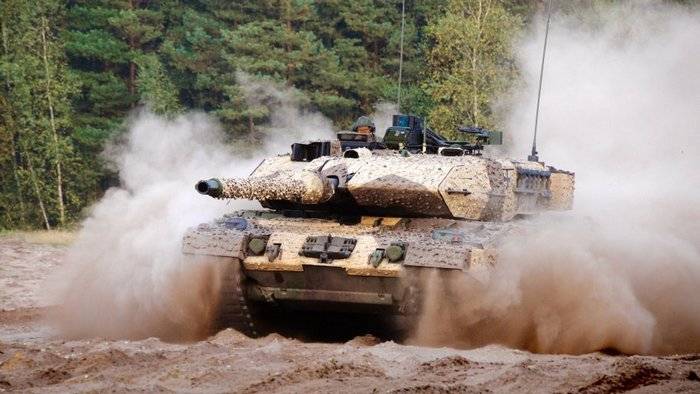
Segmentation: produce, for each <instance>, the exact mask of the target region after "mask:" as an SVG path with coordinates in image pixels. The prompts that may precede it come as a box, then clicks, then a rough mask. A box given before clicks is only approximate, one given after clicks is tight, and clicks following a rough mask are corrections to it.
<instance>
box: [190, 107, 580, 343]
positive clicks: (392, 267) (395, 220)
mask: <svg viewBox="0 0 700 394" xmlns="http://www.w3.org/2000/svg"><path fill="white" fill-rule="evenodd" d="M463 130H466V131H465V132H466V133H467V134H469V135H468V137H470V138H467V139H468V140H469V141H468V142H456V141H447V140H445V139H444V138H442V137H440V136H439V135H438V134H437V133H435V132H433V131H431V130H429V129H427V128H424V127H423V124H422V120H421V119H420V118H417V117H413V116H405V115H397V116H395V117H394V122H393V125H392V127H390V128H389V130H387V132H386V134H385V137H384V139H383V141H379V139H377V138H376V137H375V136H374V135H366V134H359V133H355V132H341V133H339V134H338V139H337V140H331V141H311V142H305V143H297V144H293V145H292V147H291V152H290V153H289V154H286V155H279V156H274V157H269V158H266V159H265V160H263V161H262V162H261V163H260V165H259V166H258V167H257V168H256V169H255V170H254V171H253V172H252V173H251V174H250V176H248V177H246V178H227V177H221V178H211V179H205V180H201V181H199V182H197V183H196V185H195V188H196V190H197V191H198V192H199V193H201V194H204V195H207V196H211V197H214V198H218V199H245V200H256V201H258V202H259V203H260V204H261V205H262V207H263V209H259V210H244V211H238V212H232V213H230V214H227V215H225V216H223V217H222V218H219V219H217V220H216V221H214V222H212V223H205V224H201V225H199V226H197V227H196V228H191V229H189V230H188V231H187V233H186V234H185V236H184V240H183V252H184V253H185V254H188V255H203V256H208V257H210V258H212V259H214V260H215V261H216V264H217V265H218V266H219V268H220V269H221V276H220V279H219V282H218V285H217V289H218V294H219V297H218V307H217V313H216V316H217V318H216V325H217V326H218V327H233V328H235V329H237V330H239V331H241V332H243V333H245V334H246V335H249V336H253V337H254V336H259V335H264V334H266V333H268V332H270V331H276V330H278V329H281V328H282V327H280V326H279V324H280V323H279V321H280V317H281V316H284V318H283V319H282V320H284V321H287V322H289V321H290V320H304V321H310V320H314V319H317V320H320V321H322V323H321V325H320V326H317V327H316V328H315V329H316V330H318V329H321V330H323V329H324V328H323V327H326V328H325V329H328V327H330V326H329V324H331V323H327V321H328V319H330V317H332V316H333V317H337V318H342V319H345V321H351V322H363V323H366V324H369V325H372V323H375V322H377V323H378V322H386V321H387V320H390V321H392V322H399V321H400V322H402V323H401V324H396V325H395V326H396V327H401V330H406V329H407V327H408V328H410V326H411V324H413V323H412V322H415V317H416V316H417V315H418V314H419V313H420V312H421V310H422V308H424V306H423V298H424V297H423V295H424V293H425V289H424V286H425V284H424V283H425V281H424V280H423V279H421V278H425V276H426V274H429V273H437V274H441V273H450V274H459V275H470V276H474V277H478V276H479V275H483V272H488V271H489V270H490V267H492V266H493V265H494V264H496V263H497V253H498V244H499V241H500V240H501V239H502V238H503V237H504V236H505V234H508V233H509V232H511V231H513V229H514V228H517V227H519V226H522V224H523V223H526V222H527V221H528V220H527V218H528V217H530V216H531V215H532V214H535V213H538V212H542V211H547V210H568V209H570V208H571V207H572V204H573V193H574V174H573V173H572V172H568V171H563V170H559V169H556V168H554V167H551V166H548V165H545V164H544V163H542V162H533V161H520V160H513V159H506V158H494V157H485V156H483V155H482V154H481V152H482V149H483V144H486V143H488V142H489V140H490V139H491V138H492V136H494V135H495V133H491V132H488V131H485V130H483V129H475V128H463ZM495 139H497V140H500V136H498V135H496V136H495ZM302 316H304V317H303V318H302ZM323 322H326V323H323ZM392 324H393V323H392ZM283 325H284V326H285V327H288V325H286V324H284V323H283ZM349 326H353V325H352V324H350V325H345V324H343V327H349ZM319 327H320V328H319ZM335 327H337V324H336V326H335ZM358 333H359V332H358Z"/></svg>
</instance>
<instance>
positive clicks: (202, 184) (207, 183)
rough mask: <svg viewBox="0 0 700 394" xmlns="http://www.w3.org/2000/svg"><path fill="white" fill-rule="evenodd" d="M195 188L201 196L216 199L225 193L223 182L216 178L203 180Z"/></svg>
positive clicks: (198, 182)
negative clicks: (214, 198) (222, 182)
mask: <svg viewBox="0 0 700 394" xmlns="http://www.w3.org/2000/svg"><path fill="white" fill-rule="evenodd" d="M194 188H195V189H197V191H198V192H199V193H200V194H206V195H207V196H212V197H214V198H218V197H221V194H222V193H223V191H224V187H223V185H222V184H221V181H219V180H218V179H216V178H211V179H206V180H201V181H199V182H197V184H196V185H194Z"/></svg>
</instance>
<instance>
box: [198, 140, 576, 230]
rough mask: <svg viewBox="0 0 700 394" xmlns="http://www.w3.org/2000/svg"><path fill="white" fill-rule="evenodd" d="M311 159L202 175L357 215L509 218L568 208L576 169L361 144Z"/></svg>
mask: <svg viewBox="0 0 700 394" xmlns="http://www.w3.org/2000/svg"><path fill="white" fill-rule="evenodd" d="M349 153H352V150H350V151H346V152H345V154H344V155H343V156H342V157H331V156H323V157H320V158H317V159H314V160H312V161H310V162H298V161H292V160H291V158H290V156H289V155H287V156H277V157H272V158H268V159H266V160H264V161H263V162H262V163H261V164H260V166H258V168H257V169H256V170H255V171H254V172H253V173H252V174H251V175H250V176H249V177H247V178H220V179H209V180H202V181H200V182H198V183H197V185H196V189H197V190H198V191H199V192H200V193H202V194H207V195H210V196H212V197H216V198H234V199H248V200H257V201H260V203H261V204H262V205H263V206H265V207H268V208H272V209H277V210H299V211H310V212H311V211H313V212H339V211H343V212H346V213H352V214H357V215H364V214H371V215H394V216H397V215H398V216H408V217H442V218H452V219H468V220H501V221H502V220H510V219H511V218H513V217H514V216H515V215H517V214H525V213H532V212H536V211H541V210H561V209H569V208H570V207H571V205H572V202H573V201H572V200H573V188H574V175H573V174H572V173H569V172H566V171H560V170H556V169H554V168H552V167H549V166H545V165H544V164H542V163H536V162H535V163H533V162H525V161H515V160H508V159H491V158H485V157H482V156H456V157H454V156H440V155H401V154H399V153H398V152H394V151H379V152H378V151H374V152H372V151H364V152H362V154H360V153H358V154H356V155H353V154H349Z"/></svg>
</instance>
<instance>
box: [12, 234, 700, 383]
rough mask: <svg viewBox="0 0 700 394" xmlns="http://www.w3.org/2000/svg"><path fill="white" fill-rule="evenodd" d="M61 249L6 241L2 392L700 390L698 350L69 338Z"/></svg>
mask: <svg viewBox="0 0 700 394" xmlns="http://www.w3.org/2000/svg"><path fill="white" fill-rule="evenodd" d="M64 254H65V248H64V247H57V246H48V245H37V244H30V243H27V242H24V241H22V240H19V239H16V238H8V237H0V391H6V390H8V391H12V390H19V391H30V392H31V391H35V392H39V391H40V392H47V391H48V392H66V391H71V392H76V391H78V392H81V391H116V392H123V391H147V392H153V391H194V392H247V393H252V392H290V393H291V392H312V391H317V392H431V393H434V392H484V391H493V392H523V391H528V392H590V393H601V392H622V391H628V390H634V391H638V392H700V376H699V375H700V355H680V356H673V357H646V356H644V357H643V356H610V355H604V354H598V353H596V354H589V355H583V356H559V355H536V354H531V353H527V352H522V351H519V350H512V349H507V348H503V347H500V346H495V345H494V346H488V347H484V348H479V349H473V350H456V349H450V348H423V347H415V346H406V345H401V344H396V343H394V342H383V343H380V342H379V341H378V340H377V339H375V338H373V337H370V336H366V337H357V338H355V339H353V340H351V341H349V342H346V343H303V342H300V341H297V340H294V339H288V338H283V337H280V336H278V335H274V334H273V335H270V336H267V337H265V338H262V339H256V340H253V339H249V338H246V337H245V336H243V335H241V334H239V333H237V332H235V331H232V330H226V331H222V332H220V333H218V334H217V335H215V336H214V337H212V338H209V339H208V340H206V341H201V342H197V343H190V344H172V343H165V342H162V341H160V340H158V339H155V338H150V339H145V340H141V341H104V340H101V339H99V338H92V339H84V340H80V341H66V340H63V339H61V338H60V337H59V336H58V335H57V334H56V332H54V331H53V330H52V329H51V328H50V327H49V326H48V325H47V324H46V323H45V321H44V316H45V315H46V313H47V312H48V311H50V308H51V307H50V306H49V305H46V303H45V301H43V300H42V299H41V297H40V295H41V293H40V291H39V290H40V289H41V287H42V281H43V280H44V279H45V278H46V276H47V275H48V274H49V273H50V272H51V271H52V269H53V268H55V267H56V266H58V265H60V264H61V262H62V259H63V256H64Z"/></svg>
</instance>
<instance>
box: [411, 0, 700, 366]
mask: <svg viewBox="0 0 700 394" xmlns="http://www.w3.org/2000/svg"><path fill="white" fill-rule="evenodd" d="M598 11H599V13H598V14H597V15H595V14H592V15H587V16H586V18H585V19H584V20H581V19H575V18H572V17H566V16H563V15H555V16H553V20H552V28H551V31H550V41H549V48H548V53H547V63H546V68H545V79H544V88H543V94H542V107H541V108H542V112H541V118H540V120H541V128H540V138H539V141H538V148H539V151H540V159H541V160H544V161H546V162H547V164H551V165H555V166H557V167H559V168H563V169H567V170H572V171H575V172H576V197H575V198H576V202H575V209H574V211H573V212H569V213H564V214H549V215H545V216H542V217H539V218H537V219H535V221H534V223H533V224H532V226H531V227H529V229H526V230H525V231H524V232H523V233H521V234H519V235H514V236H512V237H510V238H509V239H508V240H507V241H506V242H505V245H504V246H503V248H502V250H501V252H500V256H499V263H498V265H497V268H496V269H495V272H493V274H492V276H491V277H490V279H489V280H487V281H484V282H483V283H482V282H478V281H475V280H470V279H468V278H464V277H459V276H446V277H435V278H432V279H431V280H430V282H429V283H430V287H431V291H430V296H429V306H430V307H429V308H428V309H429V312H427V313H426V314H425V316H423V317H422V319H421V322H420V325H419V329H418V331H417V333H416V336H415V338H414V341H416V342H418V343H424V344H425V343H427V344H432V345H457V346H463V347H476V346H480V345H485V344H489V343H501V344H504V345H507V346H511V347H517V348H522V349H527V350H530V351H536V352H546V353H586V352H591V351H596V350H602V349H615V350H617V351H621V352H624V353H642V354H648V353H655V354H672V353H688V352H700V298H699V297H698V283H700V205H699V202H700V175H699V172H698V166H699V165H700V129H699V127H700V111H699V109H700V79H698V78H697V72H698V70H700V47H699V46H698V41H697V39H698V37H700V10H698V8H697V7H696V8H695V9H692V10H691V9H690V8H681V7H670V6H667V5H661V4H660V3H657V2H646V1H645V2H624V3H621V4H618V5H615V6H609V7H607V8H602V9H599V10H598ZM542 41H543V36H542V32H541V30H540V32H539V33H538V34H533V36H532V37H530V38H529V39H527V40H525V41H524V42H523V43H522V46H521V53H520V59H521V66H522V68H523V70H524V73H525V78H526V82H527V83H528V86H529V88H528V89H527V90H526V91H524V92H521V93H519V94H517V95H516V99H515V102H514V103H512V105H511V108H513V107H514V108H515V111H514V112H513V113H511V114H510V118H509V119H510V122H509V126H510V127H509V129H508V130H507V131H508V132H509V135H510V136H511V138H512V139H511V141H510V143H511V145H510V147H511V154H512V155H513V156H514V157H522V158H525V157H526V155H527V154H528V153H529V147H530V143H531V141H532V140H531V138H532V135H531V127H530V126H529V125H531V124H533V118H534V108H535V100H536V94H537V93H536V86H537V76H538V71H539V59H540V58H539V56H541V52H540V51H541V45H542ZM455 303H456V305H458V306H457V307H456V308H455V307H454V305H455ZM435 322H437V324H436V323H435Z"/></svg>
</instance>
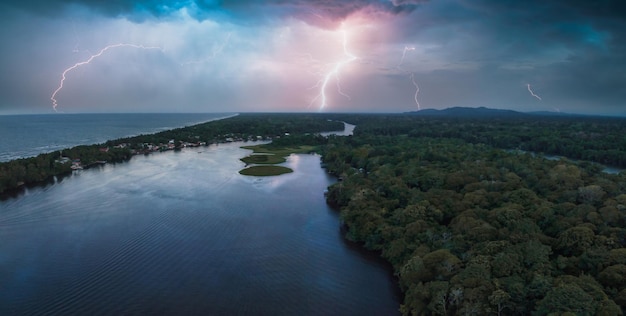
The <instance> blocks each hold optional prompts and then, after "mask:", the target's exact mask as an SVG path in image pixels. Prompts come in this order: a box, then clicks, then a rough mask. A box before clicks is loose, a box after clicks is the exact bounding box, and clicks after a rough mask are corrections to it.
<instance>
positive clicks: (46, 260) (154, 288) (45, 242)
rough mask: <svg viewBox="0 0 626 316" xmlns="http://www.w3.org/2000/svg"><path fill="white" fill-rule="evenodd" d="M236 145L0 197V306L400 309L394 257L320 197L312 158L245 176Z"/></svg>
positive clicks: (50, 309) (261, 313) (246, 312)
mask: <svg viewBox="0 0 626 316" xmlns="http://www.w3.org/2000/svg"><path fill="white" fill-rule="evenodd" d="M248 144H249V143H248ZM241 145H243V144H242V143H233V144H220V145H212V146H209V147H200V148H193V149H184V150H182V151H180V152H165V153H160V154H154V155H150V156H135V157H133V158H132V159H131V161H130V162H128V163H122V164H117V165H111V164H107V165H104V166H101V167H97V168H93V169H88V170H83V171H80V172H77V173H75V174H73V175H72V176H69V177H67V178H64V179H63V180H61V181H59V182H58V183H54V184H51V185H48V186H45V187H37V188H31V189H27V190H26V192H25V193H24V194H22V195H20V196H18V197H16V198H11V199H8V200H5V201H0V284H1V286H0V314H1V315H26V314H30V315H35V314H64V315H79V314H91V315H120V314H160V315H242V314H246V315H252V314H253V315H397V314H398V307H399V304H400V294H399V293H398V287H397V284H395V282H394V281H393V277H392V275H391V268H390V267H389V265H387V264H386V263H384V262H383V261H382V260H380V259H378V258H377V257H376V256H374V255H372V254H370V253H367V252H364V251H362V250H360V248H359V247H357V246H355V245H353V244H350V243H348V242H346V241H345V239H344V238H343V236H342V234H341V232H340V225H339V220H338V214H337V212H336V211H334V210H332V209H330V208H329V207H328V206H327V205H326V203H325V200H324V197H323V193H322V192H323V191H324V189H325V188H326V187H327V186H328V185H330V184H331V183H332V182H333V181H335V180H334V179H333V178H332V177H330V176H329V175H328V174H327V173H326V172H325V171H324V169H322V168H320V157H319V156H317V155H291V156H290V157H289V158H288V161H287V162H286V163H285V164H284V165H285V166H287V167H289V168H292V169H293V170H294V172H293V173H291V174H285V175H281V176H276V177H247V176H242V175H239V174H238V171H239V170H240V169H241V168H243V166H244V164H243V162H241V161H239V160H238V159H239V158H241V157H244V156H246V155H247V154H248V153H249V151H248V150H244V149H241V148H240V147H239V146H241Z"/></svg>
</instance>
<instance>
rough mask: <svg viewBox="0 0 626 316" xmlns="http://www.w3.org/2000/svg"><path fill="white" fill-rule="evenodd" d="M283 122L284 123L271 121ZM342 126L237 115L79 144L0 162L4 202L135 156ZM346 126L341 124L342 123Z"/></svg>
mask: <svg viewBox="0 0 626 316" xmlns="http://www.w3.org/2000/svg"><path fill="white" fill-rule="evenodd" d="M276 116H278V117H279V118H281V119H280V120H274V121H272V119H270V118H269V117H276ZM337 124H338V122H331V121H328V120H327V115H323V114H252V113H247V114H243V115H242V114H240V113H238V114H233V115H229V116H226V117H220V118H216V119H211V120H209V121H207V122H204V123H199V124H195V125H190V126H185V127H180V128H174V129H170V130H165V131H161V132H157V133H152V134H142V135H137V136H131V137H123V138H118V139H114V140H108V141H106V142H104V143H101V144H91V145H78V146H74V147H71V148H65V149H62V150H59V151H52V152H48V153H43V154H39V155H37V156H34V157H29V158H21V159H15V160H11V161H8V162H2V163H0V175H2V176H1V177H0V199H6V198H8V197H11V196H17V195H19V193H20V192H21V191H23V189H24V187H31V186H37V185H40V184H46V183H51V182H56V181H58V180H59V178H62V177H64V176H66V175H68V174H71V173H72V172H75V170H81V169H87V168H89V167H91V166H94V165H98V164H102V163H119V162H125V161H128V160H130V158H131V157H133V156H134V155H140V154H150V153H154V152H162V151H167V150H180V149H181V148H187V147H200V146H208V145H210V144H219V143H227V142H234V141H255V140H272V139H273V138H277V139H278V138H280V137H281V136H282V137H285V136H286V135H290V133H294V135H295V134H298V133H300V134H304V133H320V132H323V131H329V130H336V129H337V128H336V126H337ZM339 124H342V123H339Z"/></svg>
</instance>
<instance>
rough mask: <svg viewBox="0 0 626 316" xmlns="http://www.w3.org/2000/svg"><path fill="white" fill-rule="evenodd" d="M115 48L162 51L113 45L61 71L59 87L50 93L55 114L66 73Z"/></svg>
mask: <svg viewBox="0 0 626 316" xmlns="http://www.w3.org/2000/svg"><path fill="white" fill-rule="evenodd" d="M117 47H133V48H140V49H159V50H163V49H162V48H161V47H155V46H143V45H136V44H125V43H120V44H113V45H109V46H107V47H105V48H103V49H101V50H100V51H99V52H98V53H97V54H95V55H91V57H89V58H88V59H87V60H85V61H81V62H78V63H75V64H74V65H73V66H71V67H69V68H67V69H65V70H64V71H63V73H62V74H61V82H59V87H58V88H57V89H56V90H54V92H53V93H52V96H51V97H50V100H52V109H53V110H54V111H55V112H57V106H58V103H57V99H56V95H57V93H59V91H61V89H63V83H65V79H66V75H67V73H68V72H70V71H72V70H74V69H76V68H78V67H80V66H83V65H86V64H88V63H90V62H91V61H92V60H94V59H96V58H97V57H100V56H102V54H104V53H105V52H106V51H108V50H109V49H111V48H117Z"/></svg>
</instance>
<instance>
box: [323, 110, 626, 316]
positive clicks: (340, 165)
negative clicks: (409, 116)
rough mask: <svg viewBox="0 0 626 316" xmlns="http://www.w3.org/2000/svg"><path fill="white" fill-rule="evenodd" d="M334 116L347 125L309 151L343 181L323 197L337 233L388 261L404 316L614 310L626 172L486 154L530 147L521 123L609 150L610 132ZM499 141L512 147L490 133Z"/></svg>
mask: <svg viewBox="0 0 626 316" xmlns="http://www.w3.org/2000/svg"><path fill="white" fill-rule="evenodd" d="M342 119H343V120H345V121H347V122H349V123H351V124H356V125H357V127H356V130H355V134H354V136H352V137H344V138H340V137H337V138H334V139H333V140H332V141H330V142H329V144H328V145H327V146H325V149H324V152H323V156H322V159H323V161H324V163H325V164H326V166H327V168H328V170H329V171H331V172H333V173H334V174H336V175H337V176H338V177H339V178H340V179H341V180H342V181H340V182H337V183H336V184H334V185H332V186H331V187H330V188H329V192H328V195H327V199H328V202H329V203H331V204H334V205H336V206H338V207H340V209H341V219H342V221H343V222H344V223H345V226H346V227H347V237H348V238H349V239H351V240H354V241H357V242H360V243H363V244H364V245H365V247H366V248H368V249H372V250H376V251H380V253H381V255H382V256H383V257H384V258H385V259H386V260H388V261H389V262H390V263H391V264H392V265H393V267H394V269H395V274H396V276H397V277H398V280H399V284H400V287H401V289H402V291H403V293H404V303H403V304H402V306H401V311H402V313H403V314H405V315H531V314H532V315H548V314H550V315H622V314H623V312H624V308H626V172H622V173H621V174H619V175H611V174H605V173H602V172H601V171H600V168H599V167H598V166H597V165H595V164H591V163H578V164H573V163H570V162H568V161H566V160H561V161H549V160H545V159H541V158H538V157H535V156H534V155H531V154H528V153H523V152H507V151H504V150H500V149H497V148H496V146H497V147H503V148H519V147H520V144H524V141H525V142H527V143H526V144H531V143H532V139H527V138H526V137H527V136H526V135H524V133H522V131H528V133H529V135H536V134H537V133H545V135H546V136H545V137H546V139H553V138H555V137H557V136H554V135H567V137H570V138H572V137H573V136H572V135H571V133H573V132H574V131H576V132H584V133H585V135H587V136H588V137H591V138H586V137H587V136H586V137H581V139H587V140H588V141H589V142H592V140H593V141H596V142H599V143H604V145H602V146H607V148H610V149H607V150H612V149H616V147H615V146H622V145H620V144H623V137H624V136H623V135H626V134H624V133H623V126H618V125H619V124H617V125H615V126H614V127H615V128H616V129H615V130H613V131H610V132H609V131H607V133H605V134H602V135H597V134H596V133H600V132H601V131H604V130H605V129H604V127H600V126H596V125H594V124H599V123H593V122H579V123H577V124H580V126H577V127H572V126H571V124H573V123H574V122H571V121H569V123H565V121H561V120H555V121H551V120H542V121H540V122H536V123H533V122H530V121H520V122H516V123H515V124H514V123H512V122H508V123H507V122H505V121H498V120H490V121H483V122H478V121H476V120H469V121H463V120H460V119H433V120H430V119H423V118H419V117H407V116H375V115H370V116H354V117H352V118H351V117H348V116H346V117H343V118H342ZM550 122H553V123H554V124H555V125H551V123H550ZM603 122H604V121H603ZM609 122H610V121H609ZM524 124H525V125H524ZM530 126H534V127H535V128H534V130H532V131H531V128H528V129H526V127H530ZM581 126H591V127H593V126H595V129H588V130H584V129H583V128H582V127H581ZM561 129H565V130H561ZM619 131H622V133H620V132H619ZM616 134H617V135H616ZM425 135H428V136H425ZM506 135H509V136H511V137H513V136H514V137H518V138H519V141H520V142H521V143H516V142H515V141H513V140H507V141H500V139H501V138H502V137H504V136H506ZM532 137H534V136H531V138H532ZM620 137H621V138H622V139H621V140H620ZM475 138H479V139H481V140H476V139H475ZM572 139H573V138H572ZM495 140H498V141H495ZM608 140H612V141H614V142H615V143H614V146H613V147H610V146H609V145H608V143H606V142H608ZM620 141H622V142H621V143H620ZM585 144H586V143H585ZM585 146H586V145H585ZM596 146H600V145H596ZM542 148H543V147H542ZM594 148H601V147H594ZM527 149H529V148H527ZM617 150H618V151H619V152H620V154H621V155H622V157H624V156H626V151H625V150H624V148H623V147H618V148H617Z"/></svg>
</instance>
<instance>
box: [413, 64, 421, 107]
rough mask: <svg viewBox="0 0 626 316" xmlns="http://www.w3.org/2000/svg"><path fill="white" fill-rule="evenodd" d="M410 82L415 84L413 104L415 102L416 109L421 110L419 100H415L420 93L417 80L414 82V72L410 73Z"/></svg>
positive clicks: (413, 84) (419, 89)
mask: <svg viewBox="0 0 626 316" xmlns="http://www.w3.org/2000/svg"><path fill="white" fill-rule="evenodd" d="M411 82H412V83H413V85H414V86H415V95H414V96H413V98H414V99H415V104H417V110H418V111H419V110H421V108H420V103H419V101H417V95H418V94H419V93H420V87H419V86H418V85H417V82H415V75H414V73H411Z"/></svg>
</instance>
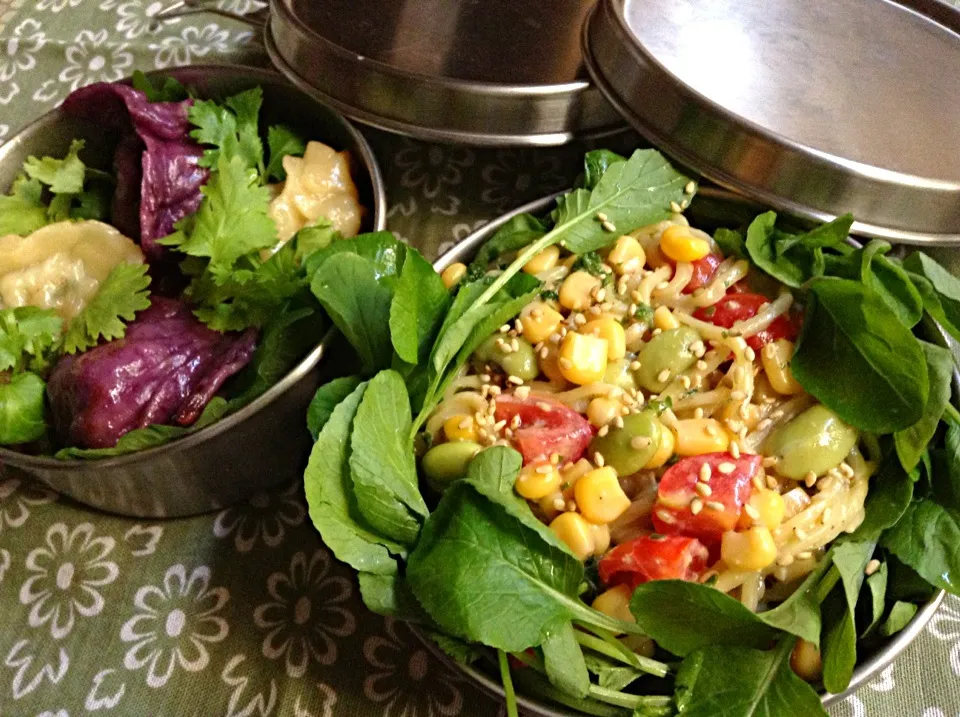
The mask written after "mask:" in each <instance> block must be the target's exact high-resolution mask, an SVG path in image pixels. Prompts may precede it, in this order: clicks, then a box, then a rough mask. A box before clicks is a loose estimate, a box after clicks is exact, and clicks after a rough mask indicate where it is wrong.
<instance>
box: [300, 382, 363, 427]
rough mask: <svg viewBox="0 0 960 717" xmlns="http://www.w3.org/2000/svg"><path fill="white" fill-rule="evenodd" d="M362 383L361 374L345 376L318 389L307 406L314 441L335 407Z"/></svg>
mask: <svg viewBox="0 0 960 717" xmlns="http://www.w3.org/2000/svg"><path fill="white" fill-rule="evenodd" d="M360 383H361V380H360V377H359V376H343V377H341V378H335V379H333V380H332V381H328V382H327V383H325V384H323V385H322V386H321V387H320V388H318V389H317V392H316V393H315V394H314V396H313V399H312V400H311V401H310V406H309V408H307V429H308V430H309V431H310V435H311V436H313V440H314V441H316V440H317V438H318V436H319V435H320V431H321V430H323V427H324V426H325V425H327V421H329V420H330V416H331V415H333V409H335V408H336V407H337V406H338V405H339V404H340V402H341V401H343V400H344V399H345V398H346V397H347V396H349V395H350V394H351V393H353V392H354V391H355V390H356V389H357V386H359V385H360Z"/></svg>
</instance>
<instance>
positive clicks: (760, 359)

> _Job_
Print every line from the start of the items through the line containing "positive clicks: (392, 267) (395, 220)", inclusive, and leave the pictures out.

> _Solution_
Segmentation: produce, for each <instance>, the exact mask of the target region after "mask:" as an SVG path with coordinates in image pixels. The prompts that may precede it come as a box, then clicks, then a rough mask. A box given before clicks is only approximate, one given after clicks is tight, and clicks following a rough mask are corrections to it.
<instance>
box: [190, 107, 580, 343]
positive clicks: (392, 267) (395, 220)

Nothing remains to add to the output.